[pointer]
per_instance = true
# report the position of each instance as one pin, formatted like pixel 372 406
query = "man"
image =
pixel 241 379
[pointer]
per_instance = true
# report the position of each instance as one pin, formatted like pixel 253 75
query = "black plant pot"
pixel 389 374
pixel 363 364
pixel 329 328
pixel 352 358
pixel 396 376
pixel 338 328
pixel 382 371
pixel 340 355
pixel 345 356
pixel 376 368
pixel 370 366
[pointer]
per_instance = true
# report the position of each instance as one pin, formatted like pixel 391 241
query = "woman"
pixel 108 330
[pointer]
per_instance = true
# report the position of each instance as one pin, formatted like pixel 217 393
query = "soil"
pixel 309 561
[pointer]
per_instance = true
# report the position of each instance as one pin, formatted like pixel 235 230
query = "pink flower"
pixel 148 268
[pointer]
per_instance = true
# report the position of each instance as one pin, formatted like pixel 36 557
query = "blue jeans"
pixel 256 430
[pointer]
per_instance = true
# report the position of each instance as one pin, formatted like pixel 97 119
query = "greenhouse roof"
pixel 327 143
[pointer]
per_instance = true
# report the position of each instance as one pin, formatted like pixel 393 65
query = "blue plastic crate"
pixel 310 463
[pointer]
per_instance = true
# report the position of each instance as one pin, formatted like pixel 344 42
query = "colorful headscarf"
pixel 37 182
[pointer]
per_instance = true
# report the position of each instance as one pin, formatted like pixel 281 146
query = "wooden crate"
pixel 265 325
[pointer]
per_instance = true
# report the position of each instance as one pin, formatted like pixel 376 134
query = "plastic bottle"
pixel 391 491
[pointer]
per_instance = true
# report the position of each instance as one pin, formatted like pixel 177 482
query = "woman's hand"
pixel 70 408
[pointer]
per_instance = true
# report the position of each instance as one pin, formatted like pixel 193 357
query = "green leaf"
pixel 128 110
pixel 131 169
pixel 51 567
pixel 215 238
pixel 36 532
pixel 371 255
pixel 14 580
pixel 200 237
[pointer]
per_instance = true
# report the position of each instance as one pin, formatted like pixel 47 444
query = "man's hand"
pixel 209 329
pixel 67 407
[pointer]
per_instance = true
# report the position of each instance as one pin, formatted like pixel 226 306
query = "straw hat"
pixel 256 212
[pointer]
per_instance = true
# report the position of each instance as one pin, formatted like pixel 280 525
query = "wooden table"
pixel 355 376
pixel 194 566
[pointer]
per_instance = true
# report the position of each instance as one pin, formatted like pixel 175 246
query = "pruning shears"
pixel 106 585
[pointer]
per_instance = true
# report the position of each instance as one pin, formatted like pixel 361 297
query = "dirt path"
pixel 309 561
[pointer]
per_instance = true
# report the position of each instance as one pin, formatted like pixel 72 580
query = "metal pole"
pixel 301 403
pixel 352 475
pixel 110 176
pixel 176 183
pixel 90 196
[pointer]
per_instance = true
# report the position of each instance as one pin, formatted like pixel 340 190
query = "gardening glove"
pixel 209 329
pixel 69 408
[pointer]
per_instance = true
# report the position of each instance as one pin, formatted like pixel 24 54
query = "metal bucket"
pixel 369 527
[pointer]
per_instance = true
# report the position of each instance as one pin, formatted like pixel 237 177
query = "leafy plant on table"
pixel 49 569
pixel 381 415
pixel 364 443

#### [Problem description]
Can you render all of the data above as a Markdown table with two columns, No. and Entry, giving each line its row number and leaving out blank lines?

#### [Correct result]
| No. | Entry |
|---|---|
| 1 | [pointer] |
| 2 | per_instance = true |
| 3 | # report the position of each instance as one pin, formatted like pixel 372 406 |
| 4 | query = "man" |
| 5 | image = |
| 6 | pixel 241 379 |
| 7 | [pointer] |
| 8 | per_instance = true |
| 9 | # report the position of each instance as one pin, formatted like pixel 253 75 |
| 10 | query = "black plant pot" |
| 11 | pixel 389 374 |
| 12 | pixel 363 364 |
| 13 | pixel 329 328 |
| 14 | pixel 352 358 |
| 15 | pixel 396 376 |
| 16 | pixel 338 328 |
| 17 | pixel 382 371 |
| 18 | pixel 340 355 |
| 19 | pixel 345 356 |
| 20 | pixel 376 368 |
| 21 | pixel 370 366 |
| 22 | [pointer] |
| 23 | per_instance = true |
| 24 | # report the position of each instance as one pin, formatted like pixel 391 241 |
| 25 | query = "woman" |
| 26 | pixel 108 330 |
| 27 | [pointer] |
| 28 | per_instance = true |
| 29 | # report the position of each instance as one pin, formatted like pixel 217 393 |
| 30 | query = "soil" |
| 31 | pixel 309 561 |
| 32 | [pointer] |
| 33 | per_instance = true |
| 34 | # report the position of each instance as one pin, formatted like pixel 235 230 |
| 35 | query = "pink flower" |
| 36 | pixel 148 268 |
| 37 | [pointer] |
| 38 | per_instance = true |
| 39 | # report the position of each instance as one pin, formatted like pixel 36 557 |
| 40 | query = "blue jeans" |
| 41 | pixel 256 430 |
| 42 | [pointer] |
| 43 | per_instance = true |
| 44 | # report the position of each instance as one pin, formatted like pixel 97 119 |
| 45 | query = "greenhouse roof" |
| 46 | pixel 327 143 |
| 47 | [pointer] |
| 48 | per_instance = true |
| 49 | # report the position of each instance as one pin, formatted like pixel 393 65 |
| 50 | query = "blue plastic crate" |
| 51 | pixel 310 463 |
| 52 | [pointer] |
| 53 | per_instance = true |
| 54 | # report the position of each instance as one pin, formatted like pixel 344 42 |
| 55 | query = "colorful headscarf" |
| 56 | pixel 37 182 |
| 57 | [pointer] |
| 58 | per_instance = true |
| 59 | # report the position of each instance as one pin, formatted like pixel 281 146 |
| 60 | query = "wooden crate" |
| 61 | pixel 265 325 |
| 62 | [pointer] |
| 63 | per_instance = true |
| 64 | # report the position of each instance as one pin, formatted like pixel 376 134 |
| 65 | query = "plastic bottle" |
| 66 | pixel 391 491 |
| 67 | [pointer] |
| 68 | per_instance = true |
| 69 | # report the position of each instance as one pin, formatted like pixel 177 482 |
| 70 | query = "woman's hand" |
| 71 | pixel 70 408 |
| 72 | [pointer] |
| 73 | per_instance = true |
| 74 | # report the position of each instance as one pin, formatted like pixel 193 357 |
| 75 | query = "green leaf" |
| 76 | pixel 128 110 |
| 77 | pixel 131 169 |
| 78 | pixel 51 567 |
| 79 | pixel 215 238 |
| 80 | pixel 36 532 |
| 81 | pixel 371 255 |
| 82 | pixel 14 580 |
| 83 | pixel 200 237 |
| 84 | [pointer] |
| 85 | per_instance = true |
| 86 | # report the position of each instance as one pin, formatted like pixel 47 444 |
| 87 | query = "man's hand" |
| 88 | pixel 209 329 |
| 89 | pixel 67 407 |
| 90 | [pointer] |
| 91 | per_instance = true |
| 92 | # report the position of each instance as one pin, formatted like pixel 226 306 |
| 93 | query = "straw hat" |
| 94 | pixel 256 212 |
| 95 | [pointer] |
| 96 | per_instance = true |
| 97 | # report the position of each instance as one pin, formatted like pixel 280 525 |
| 98 | query = "wooden table" |
| 99 | pixel 355 376 |
| 100 | pixel 194 566 |
| 101 | [pointer] |
| 102 | per_instance = true |
| 103 | # report the position of each instance as one pin, formatted like pixel 175 246 |
| 104 | query = "pruning shears" |
| 105 | pixel 106 585 |
| 106 | [pointer] |
| 107 | per_instance = true |
| 108 | # report the position of each instance as one pin, formatted like pixel 361 297 |
| 109 | query = "dirt path" |
| 110 | pixel 309 561 |
| 111 | [pointer] |
| 112 | per_instance = true |
| 113 | # report the position of each instance as one pin, formatted like pixel 72 580 |
| 114 | query = "metal pole" |
| 115 | pixel 301 403 |
| 116 | pixel 352 475 |
| 117 | pixel 110 176 |
| 118 | pixel 176 183 |
| 119 | pixel 90 196 |
| 120 | [pointer] |
| 121 | per_instance = true |
| 122 | # report the position of each instance as one pin, formatted like pixel 340 190 |
| 123 | query = "gardening glove" |
| 124 | pixel 209 329 |
| 125 | pixel 69 408 |
| 126 | [pointer] |
| 127 | per_instance = true |
| 128 | # report the position of each instance as one pin, formatted like pixel 24 54 |
| 129 | query = "metal bucket" |
| 130 | pixel 369 527 |
| 131 | [pointer] |
| 132 | per_instance = true |
| 133 | # report the position of each instance as one pin, formatted like pixel 237 177 |
| 134 | query = "leafy plant on table" |
| 135 | pixel 49 569 |
| 136 | pixel 381 415 |
| 137 | pixel 364 443 |